_EXERCISE AIM_
Copy out the listing from the line containing "Provide the location" through the end of the listing, keeping the request lines, but lower every point coordinate in the answers by 29. Leave the picture out.

_Pointing and labeling listing_
★ ★ ★ ★
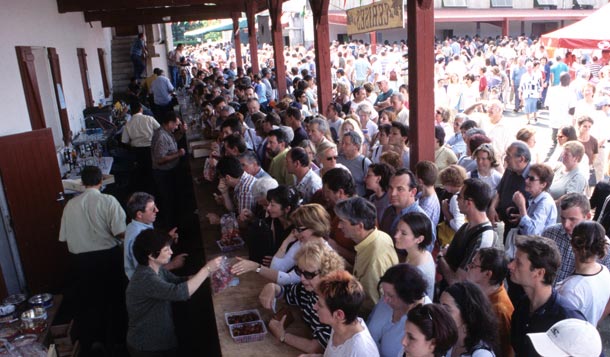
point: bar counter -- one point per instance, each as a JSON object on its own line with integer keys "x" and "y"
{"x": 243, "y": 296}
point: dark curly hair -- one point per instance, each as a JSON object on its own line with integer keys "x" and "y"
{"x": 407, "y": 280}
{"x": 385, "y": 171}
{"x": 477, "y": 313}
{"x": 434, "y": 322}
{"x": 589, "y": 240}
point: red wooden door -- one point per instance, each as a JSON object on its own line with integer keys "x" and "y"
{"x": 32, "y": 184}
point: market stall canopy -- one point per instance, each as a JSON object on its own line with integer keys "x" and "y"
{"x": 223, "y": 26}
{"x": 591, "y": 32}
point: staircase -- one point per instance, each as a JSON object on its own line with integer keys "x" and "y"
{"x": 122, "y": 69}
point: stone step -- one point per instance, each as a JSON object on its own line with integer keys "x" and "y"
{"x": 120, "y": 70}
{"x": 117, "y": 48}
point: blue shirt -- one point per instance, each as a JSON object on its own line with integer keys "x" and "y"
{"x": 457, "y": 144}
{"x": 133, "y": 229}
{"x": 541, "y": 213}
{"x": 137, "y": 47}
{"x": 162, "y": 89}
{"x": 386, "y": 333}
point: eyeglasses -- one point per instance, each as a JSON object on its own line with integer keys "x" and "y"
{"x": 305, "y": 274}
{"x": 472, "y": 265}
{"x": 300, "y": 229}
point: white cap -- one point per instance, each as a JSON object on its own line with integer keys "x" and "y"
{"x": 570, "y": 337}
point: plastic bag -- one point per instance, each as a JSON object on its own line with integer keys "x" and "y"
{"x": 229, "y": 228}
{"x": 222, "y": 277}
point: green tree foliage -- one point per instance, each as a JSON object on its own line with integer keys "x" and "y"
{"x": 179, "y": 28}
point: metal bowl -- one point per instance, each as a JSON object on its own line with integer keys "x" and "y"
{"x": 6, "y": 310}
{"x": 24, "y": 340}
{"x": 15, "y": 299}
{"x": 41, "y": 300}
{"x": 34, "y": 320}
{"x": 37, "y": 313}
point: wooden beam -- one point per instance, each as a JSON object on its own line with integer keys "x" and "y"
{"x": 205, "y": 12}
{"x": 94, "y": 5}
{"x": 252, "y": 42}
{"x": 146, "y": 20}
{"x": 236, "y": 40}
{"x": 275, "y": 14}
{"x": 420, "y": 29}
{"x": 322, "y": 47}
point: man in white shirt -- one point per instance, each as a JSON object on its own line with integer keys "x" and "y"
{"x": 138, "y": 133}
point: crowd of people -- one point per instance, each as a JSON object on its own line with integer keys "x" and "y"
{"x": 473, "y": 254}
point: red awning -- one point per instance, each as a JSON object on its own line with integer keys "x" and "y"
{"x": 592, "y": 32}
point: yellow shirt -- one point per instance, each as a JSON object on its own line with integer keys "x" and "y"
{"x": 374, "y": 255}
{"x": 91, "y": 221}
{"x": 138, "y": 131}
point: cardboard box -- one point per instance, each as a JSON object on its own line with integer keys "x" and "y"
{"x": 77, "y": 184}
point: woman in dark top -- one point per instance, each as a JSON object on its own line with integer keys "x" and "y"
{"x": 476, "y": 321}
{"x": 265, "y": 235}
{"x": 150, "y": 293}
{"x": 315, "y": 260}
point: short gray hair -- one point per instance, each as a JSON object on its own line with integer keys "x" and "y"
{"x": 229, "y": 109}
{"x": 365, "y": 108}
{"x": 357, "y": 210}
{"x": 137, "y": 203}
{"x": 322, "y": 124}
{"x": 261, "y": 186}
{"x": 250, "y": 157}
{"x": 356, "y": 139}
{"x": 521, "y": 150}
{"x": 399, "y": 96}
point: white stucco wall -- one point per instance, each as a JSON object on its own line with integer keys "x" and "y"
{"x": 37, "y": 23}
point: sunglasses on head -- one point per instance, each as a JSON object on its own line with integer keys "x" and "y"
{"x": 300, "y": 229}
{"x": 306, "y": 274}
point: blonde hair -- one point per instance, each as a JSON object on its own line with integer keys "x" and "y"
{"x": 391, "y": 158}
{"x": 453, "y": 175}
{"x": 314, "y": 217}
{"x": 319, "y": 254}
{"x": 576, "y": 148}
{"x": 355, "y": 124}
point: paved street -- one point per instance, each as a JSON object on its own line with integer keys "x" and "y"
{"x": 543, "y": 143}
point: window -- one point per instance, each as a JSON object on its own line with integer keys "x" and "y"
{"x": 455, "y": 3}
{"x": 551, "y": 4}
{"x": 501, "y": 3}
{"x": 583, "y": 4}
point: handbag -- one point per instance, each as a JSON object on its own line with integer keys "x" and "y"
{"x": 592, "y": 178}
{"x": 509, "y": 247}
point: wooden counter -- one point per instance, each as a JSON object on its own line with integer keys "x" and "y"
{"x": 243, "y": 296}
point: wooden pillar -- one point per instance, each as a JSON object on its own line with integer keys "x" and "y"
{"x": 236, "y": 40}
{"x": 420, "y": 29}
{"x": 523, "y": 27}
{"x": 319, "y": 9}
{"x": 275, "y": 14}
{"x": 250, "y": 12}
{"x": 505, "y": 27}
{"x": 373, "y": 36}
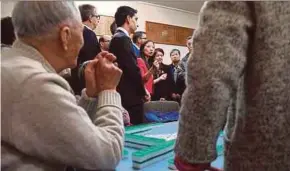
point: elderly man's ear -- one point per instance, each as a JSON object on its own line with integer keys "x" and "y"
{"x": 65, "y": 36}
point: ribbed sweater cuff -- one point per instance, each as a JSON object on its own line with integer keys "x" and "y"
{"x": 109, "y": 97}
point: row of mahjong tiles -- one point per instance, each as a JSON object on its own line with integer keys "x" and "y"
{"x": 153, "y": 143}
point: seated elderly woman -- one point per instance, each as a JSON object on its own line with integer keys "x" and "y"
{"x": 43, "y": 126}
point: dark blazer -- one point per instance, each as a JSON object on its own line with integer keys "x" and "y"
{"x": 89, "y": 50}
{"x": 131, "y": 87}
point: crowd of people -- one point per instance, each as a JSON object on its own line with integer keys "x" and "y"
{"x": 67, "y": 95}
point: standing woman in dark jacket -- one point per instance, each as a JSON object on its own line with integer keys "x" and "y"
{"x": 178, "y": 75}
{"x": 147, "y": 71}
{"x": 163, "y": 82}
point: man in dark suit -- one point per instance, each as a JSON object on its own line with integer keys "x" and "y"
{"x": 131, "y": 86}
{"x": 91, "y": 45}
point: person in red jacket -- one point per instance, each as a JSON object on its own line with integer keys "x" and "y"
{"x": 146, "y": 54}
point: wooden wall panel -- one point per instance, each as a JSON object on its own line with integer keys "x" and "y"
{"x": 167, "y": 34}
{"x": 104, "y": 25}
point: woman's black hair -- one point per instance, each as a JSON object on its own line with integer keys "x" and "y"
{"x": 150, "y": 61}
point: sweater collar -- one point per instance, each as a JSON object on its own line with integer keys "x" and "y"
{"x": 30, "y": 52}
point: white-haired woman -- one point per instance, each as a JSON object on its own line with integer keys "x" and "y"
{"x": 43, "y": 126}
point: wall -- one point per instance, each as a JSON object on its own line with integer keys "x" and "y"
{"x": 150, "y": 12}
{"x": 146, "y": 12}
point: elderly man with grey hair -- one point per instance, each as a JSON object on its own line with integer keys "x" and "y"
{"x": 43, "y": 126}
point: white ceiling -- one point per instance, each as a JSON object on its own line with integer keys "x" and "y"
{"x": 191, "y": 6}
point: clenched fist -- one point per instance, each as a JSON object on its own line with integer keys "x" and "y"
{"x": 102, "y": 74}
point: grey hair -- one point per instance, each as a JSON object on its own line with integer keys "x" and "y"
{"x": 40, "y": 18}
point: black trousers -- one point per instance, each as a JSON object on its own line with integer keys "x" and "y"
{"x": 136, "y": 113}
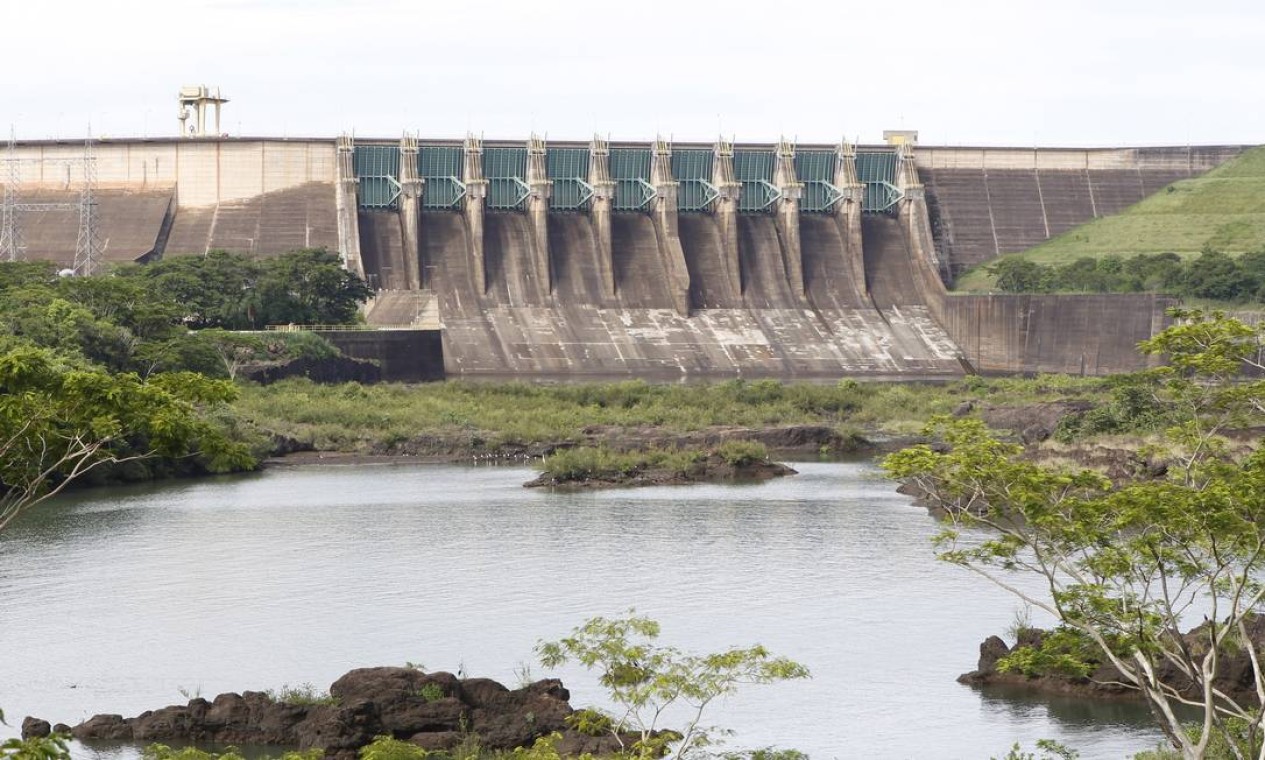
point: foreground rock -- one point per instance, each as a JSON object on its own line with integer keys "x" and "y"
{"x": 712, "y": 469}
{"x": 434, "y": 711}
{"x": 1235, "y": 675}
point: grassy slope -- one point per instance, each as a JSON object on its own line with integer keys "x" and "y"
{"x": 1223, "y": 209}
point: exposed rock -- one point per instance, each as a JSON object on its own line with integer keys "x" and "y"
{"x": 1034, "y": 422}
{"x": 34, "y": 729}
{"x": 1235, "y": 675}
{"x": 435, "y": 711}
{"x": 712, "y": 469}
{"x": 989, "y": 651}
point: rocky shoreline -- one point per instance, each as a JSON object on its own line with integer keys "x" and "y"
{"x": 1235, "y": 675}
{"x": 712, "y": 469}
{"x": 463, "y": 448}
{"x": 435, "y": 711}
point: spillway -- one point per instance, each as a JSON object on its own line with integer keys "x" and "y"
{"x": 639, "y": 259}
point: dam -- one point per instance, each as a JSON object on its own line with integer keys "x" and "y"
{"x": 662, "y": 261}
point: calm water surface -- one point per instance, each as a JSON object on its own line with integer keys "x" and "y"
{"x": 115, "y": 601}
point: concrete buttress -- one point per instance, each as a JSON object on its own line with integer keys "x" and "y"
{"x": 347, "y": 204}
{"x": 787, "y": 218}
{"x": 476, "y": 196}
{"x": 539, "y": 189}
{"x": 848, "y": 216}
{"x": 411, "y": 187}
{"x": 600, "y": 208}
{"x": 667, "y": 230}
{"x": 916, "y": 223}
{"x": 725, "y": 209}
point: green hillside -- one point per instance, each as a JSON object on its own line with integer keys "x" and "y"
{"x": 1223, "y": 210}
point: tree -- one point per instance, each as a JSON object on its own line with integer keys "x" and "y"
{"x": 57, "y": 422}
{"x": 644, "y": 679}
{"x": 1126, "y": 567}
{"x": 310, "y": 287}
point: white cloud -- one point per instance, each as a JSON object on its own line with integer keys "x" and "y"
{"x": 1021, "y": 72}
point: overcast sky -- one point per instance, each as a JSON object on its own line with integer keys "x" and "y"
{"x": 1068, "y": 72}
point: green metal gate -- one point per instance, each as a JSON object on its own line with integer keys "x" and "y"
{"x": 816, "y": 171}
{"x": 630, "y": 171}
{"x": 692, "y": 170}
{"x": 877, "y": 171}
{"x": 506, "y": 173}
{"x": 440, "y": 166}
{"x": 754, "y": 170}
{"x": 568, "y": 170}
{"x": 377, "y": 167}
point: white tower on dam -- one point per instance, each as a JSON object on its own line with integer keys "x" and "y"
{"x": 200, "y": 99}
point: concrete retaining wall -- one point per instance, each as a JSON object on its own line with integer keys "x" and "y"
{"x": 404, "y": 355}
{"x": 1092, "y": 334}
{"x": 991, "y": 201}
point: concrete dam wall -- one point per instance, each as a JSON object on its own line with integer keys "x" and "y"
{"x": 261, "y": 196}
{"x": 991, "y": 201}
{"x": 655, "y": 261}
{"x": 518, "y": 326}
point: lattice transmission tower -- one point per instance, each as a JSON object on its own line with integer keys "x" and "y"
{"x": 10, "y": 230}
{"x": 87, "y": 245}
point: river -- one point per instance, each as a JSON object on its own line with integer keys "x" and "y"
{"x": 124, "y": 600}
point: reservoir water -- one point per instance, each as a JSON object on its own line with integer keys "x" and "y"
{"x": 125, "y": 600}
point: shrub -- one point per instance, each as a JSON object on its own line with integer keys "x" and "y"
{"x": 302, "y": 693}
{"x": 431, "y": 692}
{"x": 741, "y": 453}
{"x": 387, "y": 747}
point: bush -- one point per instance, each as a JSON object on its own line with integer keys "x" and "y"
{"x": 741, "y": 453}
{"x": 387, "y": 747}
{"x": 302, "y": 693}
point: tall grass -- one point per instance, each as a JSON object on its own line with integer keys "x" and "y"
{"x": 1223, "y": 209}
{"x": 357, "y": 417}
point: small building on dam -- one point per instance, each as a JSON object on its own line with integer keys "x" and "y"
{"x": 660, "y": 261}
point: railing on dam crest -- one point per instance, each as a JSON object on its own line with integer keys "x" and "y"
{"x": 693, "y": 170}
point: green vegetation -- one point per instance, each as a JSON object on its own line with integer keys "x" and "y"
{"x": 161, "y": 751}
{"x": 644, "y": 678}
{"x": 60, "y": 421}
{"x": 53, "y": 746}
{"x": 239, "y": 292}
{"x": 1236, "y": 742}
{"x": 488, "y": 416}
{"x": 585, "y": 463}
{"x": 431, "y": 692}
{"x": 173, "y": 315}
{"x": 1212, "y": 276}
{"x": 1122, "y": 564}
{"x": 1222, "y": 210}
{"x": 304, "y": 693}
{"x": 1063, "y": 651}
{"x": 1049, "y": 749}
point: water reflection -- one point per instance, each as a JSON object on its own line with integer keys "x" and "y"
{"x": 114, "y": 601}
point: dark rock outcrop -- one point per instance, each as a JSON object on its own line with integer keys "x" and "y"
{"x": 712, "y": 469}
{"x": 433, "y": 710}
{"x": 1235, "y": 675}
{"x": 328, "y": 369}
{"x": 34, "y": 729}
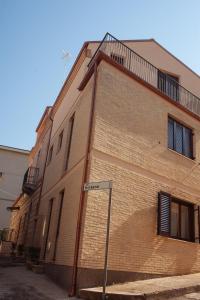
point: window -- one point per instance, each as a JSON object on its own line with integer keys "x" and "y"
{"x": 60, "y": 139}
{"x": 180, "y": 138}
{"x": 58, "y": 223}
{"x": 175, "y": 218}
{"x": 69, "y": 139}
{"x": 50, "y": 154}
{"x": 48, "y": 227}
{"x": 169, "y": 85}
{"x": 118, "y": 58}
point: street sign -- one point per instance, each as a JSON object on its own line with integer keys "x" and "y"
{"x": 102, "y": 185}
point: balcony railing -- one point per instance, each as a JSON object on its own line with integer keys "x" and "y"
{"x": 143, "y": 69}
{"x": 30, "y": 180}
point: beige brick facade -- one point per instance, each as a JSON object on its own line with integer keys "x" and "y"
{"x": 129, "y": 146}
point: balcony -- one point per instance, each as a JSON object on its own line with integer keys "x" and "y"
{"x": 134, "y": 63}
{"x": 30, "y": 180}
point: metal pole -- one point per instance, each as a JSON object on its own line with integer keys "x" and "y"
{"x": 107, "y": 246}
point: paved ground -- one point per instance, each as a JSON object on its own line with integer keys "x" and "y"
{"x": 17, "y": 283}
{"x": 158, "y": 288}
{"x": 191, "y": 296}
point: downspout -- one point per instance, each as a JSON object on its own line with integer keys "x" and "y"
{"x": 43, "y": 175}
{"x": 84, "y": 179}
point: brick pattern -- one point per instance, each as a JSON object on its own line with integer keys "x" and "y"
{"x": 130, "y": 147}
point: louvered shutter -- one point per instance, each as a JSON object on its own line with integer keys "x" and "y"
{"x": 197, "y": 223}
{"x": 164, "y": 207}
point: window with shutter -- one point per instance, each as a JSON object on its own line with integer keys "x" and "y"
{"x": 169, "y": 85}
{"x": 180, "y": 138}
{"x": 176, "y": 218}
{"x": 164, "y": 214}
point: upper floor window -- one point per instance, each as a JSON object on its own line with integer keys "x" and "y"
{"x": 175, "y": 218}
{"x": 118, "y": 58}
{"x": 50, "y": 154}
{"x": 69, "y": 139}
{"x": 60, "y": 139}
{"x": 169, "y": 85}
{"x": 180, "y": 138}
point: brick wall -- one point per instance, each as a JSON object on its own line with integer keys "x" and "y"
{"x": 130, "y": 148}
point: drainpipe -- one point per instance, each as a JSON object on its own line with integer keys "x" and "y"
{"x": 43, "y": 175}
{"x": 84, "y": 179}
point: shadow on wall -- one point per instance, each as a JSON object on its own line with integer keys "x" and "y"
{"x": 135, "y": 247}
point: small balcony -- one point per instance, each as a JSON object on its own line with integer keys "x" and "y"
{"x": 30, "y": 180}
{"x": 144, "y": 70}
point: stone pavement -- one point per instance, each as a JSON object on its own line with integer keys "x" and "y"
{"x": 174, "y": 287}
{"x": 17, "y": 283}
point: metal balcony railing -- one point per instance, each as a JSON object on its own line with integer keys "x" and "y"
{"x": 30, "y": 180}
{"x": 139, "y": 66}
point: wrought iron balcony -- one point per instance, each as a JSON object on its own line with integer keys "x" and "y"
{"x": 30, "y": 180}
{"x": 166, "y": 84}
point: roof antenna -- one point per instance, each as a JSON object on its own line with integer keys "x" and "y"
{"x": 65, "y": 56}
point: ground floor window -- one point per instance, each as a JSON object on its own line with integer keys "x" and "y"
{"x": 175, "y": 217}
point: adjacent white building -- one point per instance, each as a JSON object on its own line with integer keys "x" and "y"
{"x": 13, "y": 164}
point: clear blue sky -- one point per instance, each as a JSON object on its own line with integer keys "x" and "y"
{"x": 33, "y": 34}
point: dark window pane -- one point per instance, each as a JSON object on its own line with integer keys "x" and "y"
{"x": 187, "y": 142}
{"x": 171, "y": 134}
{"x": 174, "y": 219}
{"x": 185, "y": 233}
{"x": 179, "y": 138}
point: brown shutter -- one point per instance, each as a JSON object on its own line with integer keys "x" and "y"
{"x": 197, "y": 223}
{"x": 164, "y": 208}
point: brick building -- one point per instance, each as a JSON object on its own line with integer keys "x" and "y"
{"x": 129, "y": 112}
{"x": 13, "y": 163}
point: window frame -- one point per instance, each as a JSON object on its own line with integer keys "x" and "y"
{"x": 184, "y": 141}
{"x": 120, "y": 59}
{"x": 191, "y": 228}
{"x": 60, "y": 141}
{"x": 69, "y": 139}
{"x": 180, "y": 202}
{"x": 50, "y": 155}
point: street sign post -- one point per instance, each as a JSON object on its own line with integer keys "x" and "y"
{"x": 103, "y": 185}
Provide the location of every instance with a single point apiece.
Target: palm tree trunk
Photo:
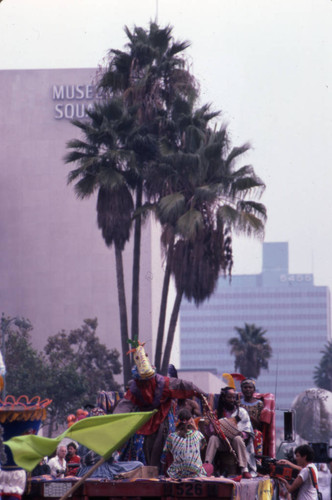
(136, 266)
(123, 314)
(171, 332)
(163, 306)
★ ★ ★ ★
_PROBLEM SOLUTION_
Provide the location of every instance with a single point apiece.
Target: palm tree trunk
Photo:
(107, 237)
(94, 285)
(142, 303)
(134, 277)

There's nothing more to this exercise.